> **SOURCE DOCUMENT**:
*-*-*

Last month Pharmaceutical Executive published a summary based on its annual panel of heavy hitters in business development on best practices in licensing and M&A for the year ahead. The discussion was built around the latest findings from Cambell Alliance's 2012 Survey of Dealmaker Intentions. The survey had many interesting conclusions, and I thought that I would summarize a few of their thoughts here - I recommend reading the full article.
Most attractive in-licensing therapy areas
In-licensors expects most deals to be made in oncology, cardiovascular, CNS, metabolic and respiratory drugs. Oncology has a unique characteristic in that interest is high at all levels of the development cycle, including early stages. In fact, the interest in doing deals in pre-clinical, Phase I and II was found to be higher than for those in Phase III. All other major therapeutic segments (except immunology) showed a preference for candidates in phase III. An interesting side note from David Thomas (BIO) was that oncology, CV and CNS have the lowest success rates (less than one in 10 compounds make it from phase I to commercialization).
Trends within individualized treatments
FDA has approved 3 drugs in the last 12 months whose mechanisms are intended for a specialized target sub-population. Because the ability now exists (in some disease areas) to target and individualize therapies for patients, the per patient costs can be higher but it is also more likely the payers will support price premiums for some guarantee of better performance among a defined patient group. J&J did a deal with the UK NICE, to obtain payer buy in, in which it guaranteed that if Velcade did not work in a patient, it'd pay back the NHS.

*-*-*

> **YOUR INSTRUCTIONS**: Write out the licensing summary from "Most attractive in-licensing" to "I to commercialization).", swapping "CNS" for "neuroscience". The material that comes next is separate from the licensing summary.

> **RECORDS SHOWN**:
*-*-*

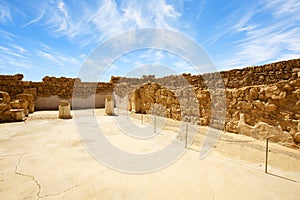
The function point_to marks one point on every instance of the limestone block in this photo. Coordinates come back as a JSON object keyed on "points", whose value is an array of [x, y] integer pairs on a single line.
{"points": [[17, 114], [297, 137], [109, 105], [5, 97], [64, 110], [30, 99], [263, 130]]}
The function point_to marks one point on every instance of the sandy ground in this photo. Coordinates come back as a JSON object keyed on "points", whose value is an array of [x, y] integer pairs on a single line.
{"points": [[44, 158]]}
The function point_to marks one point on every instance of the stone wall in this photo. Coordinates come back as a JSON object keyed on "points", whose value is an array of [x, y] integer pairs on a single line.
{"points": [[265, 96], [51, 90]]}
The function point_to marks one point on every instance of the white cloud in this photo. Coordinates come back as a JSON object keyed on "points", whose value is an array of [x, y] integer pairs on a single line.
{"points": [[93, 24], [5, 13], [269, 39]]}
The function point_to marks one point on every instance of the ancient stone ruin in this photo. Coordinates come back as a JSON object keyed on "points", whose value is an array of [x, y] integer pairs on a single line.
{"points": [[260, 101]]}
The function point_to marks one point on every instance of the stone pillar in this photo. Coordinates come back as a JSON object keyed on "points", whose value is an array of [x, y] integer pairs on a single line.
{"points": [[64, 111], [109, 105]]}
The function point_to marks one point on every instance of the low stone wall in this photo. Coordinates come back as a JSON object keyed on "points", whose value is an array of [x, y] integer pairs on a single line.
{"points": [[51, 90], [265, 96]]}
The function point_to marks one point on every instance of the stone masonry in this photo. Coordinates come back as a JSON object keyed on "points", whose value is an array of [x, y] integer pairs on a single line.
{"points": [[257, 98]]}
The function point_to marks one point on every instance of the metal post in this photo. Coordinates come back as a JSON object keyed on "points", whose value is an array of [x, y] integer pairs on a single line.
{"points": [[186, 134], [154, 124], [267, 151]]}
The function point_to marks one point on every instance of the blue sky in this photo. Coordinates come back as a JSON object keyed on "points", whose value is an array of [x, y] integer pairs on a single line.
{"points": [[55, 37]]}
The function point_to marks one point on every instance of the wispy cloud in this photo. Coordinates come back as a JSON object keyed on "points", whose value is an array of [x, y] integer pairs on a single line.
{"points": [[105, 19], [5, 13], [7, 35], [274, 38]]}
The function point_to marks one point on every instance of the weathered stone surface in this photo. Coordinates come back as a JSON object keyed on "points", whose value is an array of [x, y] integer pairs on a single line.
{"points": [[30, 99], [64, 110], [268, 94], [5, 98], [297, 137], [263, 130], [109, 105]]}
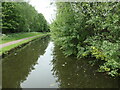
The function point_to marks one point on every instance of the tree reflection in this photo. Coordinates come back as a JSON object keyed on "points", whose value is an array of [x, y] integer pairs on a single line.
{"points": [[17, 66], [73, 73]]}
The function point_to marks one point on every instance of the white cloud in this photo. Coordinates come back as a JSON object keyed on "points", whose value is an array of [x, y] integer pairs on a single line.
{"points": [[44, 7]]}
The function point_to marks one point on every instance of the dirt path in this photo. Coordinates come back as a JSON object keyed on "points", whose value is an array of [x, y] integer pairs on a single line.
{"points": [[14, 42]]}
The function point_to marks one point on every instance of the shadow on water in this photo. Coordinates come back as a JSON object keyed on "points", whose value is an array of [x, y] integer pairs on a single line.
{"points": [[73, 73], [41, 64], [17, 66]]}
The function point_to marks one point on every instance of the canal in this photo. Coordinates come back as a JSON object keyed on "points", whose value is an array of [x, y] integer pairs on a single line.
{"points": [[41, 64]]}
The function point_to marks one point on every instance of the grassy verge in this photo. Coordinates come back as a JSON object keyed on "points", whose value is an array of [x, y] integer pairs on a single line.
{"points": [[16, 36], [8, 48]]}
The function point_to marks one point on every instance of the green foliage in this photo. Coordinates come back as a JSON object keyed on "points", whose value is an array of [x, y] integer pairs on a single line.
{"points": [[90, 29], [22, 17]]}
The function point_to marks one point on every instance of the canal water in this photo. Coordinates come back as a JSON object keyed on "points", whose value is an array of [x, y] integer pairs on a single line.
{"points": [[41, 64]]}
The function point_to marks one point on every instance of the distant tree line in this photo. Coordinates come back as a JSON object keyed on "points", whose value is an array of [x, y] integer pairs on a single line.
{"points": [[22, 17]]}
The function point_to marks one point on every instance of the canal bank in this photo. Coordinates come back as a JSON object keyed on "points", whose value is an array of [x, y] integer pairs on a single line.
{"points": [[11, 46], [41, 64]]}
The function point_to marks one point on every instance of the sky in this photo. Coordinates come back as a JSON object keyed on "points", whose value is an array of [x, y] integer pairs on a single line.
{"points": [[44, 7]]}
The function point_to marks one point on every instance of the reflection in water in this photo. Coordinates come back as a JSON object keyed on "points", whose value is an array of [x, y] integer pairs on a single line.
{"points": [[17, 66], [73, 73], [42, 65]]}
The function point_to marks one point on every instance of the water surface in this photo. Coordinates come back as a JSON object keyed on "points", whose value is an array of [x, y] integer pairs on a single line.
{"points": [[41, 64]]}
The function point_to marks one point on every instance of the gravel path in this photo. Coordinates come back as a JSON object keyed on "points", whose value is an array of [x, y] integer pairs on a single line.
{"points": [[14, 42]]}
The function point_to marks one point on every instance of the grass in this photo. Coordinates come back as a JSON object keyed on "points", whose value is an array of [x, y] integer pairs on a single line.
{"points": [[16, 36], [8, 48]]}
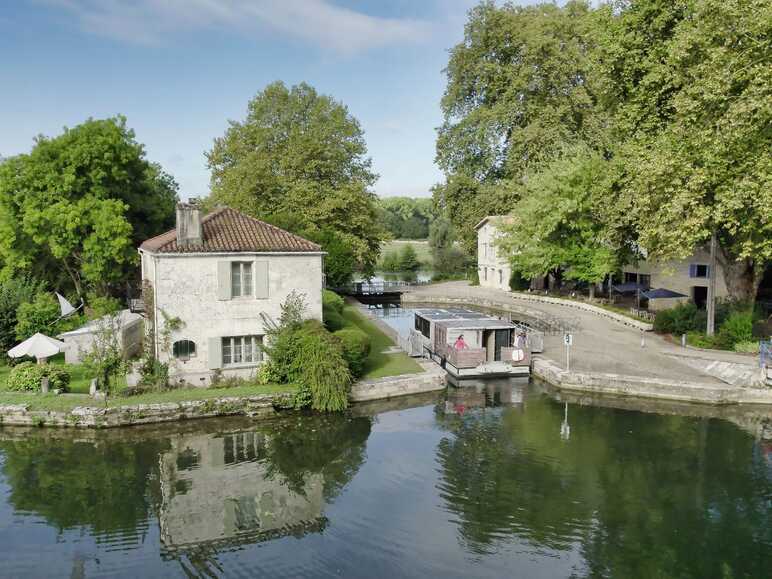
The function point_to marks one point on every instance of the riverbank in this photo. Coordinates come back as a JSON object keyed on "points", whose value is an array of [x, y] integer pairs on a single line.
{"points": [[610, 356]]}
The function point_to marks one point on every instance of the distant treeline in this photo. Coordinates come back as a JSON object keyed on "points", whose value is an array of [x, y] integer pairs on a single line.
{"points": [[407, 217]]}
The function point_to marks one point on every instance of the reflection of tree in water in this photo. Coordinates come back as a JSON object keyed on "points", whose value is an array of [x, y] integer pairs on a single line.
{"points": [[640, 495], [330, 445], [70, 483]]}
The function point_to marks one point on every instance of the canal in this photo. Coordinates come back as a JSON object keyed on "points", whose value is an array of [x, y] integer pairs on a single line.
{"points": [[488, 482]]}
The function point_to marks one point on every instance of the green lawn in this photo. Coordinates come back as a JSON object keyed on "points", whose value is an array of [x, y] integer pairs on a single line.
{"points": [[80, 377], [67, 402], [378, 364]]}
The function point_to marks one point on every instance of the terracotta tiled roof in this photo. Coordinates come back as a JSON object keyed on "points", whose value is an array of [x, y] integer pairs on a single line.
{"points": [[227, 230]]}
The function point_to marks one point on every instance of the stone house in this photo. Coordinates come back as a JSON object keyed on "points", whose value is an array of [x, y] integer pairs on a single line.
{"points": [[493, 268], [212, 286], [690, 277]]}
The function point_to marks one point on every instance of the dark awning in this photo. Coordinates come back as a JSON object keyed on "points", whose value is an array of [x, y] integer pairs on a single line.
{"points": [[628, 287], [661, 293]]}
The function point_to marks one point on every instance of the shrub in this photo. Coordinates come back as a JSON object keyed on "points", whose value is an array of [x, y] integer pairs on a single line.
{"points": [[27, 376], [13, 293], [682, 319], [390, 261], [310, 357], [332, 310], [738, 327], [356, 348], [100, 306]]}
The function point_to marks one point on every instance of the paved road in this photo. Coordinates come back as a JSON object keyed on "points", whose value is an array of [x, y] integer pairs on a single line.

*-*-*

> **ANSWER SPACE**:
Most attractive in-licensing therapy areas
In-licensors expects most deals to be made in oncology, cardiovascular, neuroscience, metabolic and respiratory drugs. Oncology has a unique characteristic in that interest is high at all levels of the development cycle, including early stages. In fact, the interest in doing deals in pre-clinical, Phase I and II was found to be higher than for those in Phase III. All other major therapeutic segments (except immunology) showed a preference for candidates in phase III. An interesting side note from David Thomas (BIO) was that oncology, CV and neuroscience have the lowest success rates (less than one in 10 compounds make it from phase I to commercialization).